== SOURCE EXCERPT ==

The participants (n = 142) were first-year students at a public university in northern Japan. All participants spoke Japanese as their first language. Participants had similar levels of English proficiency as evidenced by their actual TOEIC scores from a prior semester. They all had studied English formally from their first year of junior high school through their first year of university courses. Participants were divided into groups: Class A (n = 33), Class B (n=37), Class C (n=36), and Class D (n=36). Due to educational constraints, the participants could not be randomly assigned to the control or experimental groups. Instead, the researcher used class sections (Class A, B, C, D) of an existing English course that he taught. None of the participants was an English major.
Research Procedure
The researcher addressed RQ 1 by administering an anonymous survey (Table 1) to all participants in the study. Before any data collection took place, they were informed that the current research study was about the relationship between stereotypes and language learning, and that they were not coerced in any way into participating in the study. Having obtained written informed consent, the survey was conducted in Japanese to ensure valid results and included eight questions ranked on a 5-point Likert scale (strongly agree – agree – neutral – disagree – strongly disagree). The survey questions were designed by the researcher based on stereotype categories (e.g., gender or race) identified in prior research studies (e.g., Ambady et al., 2001; Muzzutti & Agnoli, 2007; Picho & Brown, 2011; Shih et al., 1999; Tomasetto et al., 2011). The aim of the survey was to identify existing stereotypes about English that are held by Japanese university students. In order to support instrument reliability, the survey was piloted to make sure that questions were not ambiguous, and that participants did not become fatigued, misinterpret questions, or guess the expected answers. Survey questions also included a measure of internal consistency and reliability by asking stereotype-related items in various ways (e.g., Q3 and Q4 in Table 1).

===
== RECORDS PROVIDED ==

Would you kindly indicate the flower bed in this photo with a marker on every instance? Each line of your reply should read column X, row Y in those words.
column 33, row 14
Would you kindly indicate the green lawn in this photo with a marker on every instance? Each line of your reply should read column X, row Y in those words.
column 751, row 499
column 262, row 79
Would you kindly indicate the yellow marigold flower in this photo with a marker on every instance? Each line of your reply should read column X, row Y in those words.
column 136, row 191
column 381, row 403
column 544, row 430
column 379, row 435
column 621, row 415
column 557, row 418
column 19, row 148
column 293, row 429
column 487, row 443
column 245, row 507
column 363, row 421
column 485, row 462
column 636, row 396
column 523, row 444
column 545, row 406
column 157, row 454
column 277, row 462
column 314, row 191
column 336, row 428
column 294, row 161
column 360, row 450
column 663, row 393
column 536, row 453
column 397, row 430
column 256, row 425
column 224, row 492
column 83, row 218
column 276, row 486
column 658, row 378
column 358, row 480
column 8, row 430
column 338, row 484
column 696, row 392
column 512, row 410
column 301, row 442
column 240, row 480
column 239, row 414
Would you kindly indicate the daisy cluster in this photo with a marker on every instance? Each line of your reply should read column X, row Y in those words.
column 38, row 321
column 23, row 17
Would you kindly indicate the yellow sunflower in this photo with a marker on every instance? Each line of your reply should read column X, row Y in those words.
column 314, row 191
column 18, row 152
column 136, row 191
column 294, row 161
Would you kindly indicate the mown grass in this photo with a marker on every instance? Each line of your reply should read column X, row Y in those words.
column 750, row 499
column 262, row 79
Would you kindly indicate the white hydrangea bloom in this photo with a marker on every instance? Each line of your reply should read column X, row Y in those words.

===

» **TASK LIST**
a: Translate this sentence from the study description into Spanish: "All participants spoke Japanese as their first language."
b: According to the study description, how many questions did the survey include?
c: Please rewrite the paragraph of the study description that begins "The participants (n = 142)" as a bulleted list, keeping its main facts.

» **RESULTS BY TASK**
a: Todos los participantes hablaban japonés como lengua materna.

b: Eight questions.

c:
- 142 first-year students at a public university in northern Japan
- All spoke Japanese as their first language
- Similar English proficiency, shown by their TOEIC scores from a prior semester
- All had studied English formally from their first year of junior high school through their first year of university courses
- Groups: Class A (33), Class B (37), Class C (36), Class D (36)
- Because of educational constraints, participants were not randomly assigned to control or experimental groups; the researcher used class sections of an existing English course that he taught
- None was an English major